### Required task A
For each statement below, say whether it agrees with the "Ask the AdCom" text that follows, answering yes or no and quoting the deciding words from the text. (i) The series shares advice from admissions team members at a dozen top business schools. (ii) The space is mainly about the application process. (iii) The Global Immersion Program includes two weeks of immersion in-country.
### Required task B
In the "Ask the AdCom" text below, what position does Alex Lawrence hold?
### Required task C
Continue the "Ask the AdCom" text on MBA study abroad options, picking up after its last sentence.

Hey everybody! We’re back with another installment of “Ask the AdCom,” where we share a wide range of tips and advice from admissions team members from a dozen top business schools. Since AdCom members are human, too, we …

Hey everybody! We’re back with another installment of “Ask the AdCom,” where we share a wide range of tips and advice from admissions team members from a dozen top business schools. Since AdCom members are human, too, we know our readers will enjoy seeing  a different side of what makes these guys tick.

This fun space is not really about the application process but more about real-life topics, like what’s a good book to readbest place to study, where you can find a killer meal near campus, and all the fun stuff happening at b-school that creates those lifelong, cherished memories for MBA students.

We hope you become inspired, too!

MBA study abroad options

Today’s Question is: What study abroad options can MBA program students explore?

Alex Lawrence, Assistant Dean of MBA Admissions at UCLA Anderson School of Management, points to The Global Immersion Program includes classes at UCLA Anderson and one week immersion in-country for a blend of classroom lectures, guest speakers, panel discussions, company visits and cultural activities.

### Stored records
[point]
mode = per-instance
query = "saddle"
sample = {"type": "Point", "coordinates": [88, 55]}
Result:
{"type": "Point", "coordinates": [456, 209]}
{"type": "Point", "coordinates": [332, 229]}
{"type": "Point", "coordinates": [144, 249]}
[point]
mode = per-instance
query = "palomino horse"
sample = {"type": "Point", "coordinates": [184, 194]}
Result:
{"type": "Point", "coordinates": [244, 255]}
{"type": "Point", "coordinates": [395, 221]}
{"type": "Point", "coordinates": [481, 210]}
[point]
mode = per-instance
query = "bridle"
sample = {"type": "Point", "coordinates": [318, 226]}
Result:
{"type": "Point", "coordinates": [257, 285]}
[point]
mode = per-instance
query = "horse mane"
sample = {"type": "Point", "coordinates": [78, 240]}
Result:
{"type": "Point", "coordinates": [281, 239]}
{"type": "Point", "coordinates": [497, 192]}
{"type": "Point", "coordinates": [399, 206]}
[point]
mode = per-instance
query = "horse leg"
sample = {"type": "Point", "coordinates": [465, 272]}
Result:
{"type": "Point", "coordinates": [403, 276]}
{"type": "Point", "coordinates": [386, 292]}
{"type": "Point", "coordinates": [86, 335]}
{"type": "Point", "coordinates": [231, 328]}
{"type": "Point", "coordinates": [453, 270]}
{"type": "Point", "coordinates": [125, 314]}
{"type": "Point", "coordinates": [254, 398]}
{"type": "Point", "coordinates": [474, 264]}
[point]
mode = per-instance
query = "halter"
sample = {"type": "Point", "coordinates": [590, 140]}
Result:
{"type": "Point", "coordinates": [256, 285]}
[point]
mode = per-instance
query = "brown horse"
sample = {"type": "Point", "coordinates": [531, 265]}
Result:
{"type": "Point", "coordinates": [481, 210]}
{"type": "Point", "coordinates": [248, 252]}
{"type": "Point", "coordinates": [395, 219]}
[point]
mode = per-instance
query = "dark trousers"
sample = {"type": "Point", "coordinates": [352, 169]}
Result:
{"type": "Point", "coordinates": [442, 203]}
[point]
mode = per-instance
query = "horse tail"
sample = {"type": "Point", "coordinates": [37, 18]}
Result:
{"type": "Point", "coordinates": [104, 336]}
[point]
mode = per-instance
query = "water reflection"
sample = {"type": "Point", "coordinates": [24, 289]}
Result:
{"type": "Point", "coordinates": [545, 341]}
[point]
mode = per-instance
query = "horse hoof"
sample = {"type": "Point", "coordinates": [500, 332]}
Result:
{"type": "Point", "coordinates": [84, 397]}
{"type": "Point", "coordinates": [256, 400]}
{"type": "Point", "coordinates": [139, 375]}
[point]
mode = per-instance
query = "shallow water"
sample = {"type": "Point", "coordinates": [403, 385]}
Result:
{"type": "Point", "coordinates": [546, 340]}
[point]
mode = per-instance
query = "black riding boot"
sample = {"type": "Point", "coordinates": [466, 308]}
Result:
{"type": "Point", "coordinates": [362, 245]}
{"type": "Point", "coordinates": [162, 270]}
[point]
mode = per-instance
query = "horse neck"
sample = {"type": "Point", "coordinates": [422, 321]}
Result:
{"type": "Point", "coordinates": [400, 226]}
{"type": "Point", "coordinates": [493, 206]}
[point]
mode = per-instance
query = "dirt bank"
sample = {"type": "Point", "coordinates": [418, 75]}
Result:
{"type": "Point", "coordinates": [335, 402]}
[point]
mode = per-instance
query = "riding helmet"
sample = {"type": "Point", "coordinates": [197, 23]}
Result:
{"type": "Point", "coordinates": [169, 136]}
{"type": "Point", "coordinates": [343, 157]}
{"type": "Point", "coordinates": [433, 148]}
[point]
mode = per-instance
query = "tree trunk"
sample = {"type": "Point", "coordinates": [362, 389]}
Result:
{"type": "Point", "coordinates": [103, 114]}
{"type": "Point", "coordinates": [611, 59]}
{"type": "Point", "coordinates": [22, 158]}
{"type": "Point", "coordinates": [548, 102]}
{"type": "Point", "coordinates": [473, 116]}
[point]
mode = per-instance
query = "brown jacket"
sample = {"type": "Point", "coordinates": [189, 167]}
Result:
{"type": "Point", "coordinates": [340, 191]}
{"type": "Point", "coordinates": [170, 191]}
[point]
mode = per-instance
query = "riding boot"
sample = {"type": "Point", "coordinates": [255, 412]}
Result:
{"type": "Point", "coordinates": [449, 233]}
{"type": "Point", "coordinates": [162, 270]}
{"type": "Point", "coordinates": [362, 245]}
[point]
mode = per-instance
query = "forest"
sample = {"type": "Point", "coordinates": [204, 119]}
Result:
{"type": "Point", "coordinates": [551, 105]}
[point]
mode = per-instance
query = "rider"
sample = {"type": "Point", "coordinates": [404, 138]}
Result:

### Exercise output A
(i) Yes: "admissions team members from a dozen top business schools"
(ii) No: "This fun space is not really about the application process"
(iii) No: "one week immersion in-country"

### Exercise output B
Alex Lawrence is Assistant Dean of MBA Admissions at UCLA Anderson School of Management.

### Exercise output C
Morgan Bernstein, Executive Director of Full-Time MBA Admissions  at Berkeley-Haas School of Business, says: Berkeley MBA students may embark on an international exchange program in the fall semester of their second year. International exchange programs are offered at the Hong Kong University of Science and Technology, IESE Business School, Universidad de Navarra, Barcelona, L’Ecole des Hautes Etudes Commerciales (HEC), Jouy-en-Josas, and London Business School.

Students can also do an exchange with Columbia Business School in New York. Students interested in international exposure without the semester exchange often participate in International Business Development (IBD), our global consulting course that sends student teams all over the world to complete a three-week consulting project.

Judi Byers, Executive Director of Admissions and Financial Aid  at Cornell’s Samuel Curtis Johnson Graduate School of Management, asked students to share their experience with Johnson’s study abroad options:

  • Sydney Chernish, MBA ’16: We have programs where students can attend schools across the world. For shorter periods, there are opportunities to attend two week international treks to receive elective credit.
  • Najeen Riazi, MBA ’17: There is incredible diversity of study abroad programs.  I participated in programs in South Africa/Zanzibar and Israel and both were life-changing.
  • Daniel Greenhaw, MBA ’16: Yes – either semester abroad or week long excursions known as Johnson Treks.

Virginie Fougea, Associate Director of Admissions at INSEAD, says: In addition to our three campuses (Abu Dhabi, Fontainebleau & Singapore), we have alliances and partnerships with Kellogg, Wharton, SAIS John Hopkins and CEIBS in the US and China.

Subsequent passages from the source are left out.